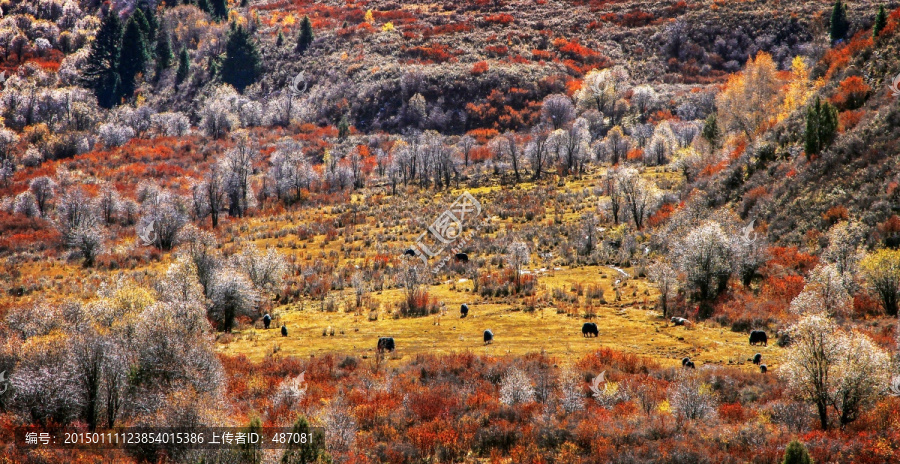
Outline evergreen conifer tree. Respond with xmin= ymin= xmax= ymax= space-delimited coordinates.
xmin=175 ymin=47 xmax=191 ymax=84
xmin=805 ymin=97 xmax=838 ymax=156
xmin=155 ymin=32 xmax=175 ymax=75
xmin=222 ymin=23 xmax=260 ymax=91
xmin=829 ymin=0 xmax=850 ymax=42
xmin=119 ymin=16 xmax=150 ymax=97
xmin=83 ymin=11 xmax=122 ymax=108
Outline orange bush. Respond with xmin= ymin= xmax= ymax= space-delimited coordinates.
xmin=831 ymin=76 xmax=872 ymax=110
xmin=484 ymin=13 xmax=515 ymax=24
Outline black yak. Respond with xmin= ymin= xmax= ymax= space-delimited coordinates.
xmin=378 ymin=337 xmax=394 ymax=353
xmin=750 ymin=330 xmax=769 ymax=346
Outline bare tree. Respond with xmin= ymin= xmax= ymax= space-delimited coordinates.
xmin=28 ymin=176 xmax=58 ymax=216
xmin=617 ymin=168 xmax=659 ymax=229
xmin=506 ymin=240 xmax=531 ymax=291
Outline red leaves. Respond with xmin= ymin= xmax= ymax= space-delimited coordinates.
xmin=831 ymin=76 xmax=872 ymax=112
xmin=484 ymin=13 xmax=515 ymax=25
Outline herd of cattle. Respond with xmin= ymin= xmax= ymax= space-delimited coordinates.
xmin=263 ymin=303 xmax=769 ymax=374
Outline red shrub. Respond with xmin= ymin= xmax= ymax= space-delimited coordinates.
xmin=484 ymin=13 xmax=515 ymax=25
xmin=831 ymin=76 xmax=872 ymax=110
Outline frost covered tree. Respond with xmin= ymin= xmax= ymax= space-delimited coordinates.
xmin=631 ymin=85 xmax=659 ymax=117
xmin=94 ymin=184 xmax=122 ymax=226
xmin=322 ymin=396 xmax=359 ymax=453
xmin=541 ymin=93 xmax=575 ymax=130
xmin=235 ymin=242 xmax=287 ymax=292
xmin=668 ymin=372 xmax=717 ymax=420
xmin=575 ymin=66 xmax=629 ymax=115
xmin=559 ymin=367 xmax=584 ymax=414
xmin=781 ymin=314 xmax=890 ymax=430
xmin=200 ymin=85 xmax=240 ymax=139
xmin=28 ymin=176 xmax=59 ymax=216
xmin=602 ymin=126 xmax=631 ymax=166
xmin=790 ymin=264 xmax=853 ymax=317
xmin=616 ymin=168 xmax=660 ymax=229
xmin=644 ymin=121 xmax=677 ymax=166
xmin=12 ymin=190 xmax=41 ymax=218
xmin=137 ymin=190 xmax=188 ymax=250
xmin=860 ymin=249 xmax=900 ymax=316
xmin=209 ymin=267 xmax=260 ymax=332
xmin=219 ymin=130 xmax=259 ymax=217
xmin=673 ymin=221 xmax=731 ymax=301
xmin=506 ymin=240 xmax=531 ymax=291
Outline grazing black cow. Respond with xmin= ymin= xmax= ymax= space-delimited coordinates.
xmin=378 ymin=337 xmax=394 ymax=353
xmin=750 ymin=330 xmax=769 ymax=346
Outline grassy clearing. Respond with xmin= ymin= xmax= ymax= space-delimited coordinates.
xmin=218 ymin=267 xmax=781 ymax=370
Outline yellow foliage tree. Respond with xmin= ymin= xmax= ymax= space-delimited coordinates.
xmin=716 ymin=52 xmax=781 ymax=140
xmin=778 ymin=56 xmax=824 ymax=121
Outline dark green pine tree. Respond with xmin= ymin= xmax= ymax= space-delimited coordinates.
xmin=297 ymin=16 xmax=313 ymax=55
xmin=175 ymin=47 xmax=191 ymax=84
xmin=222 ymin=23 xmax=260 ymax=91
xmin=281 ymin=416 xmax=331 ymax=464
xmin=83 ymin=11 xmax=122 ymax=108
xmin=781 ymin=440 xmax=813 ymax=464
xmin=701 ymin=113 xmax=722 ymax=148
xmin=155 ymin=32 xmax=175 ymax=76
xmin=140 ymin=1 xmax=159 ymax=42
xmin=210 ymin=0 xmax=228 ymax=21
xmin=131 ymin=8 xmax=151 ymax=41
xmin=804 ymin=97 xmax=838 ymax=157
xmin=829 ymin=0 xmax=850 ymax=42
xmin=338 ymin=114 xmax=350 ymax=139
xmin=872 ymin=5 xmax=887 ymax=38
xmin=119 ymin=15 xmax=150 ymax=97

---*---

■ **Directions for this task**: Could you print all of the data above verbatim, line for line, but leave out the pictures?

■ **Response to this exercise**:
Outline evergreen conifer tree. Respond with xmin= ymin= xmax= ymax= space-delimited coordinates.
xmin=175 ymin=47 xmax=191 ymax=84
xmin=805 ymin=97 xmax=838 ymax=156
xmin=155 ymin=32 xmax=175 ymax=75
xmin=222 ymin=23 xmax=260 ymax=91
xmin=829 ymin=0 xmax=850 ymax=42
xmin=119 ymin=16 xmax=150 ymax=97
xmin=83 ymin=11 xmax=122 ymax=108
Outline orange bush. Respond with xmin= ymin= xmax= ymax= space-delimited coordinates.
xmin=831 ymin=76 xmax=872 ymax=110
xmin=484 ymin=13 xmax=515 ymax=24
Outline black yak. Respond with xmin= ymin= xmax= ymax= space-delimited coordinates.
xmin=378 ymin=337 xmax=394 ymax=353
xmin=750 ymin=330 xmax=769 ymax=346
Outline bare tree. Respond with xmin= ymin= xmax= ymax= space-delimited coordinates.
xmin=28 ymin=176 xmax=58 ymax=216
xmin=617 ymin=168 xmax=659 ymax=229
xmin=506 ymin=240 xmax=531 ymax=291
Outline red leaves. Respond with xmin= ymin= xmax= ymax= space-delimited coordinates.
xmin=831 ymin=76 xmax=872 ymax=112
xmin=484 ymin=13 xmax=515 ymax=25
Outline herd of cattle. Respond with xmin= ymin= xmax= ymax= space-delimited coordinates.
xmin=263 ymin=303 xmax=769 ymax=374
Outline red shrub. Respond with xmin= ymin= xmax= ymax= space-delimited coordinates.
xmin=484 ymin=13 xmax=515 ymax=25
xmin=831 ymin=76 xmax=872 ymax=110
Outline frost covered tree. Respond with xmin= ymin= xmax= ymax= space-delimited coordinates.
xmin=631 ymin=85 xmax=659 ymax=117
xmin=94 ymin=184 xmax=122 ymax=226
xmin=322 ymin=396 xmax=359 ymax=453
xmin=541 ymin=93 xmax=575 ymax=130
xmin=235 ymin=242 xmax=287 ymax=292
xmin=668 ymin=372 xmax=717 ymax=420
xmin=575 ymin=66 xmax=629 ymax=115
xmin=559 ymin=367 xmax=584 ymax=414
xmin=781 ymin=314 xmax=890 ymax=430
xmin=200 ymin=85 xmax=240 ymax=139
xmin=28 ymin=176 xmax=59 ymax=216
xmin=602 ymin=126 xmax=631 ymax=166
xmin=790 ymin=264 xmax=853 ymax=317
xmin=616 ymin=168 xmax=660 ymax=229
xmin=644 ymin=121 xmax=677 ymax=166
xmin=12 ymin=190 xmax=41 ymax=218
xmin=137 ymin=190 xmax=188 ymax=250
xmin=860 ymin=249 xmax=900 ymax=316
xmin=209 ymin=267 xmax=260 ymax=332
xmin=219 ymin=130 xmax=259 ymax=217
xmin=673 ymin=221 xmax=731 ymax=301
xmin=506 ymin=240 xmax=531 ymax=291
Outline grazing black cow. Respond with xmin= ymin= xmax= ymax= space-delimited coordinates.
xmin=378 ymin=337 xmax=394 ymax=353
xmin=750 ymin=330 xmax=769 ymax=346
Outline grassy clearing. Respond with xmin= ymin= xmax= ymax= space-delimited coordinates.
xmin=218 ymin=267 xmax=781 ymax=370
Outline yellow foliage tree. Respond with xmin= ymin= xmax= ymax= space-delimited coordinates.
xmin=716 ymin=52 xmax=781 ymax=140
xmin=778 ymin=56 xmax=824 ymax=121
Outline dark green pine tree. Respond with xmin= ymin= xmax= ymax= space-delimited coordinates.
xmin=297 ymin=16 xmax=313 ymax=55
xmin=175 ymin=47 xmax=191 ymax=84
xmin=222 ymin=23 xmax=260 ymax=91
xmin=281 ymin=416 xmax=331 ymax=464
xmin=83 ymin=11 xmax=122 ymax=108
xmin=781 ymin=440 xmax=813 ymax=464
xmin=701 ymin=113 xmax=722 ymax=148
xmin=155 ymin=32 xmax=175 ymax=76
xmin=140 ymin=1 xmax=159 ymax=42
xmin=210 ymin=0 xmax=228 ymax=21
xmin=131 ymin=8 xmax=151 ymax=41
xmin=804 ymin=97 xmax=838 ymax=157
xmin=829 ymin=0 xmax=850 ymax=42
xmin=338 ymin=114 xmax=350 ymax=139
xmin=872 ymin=5 xmax=887 ymax=38
xmin=119 ymin=15 xmax=150 ymax=97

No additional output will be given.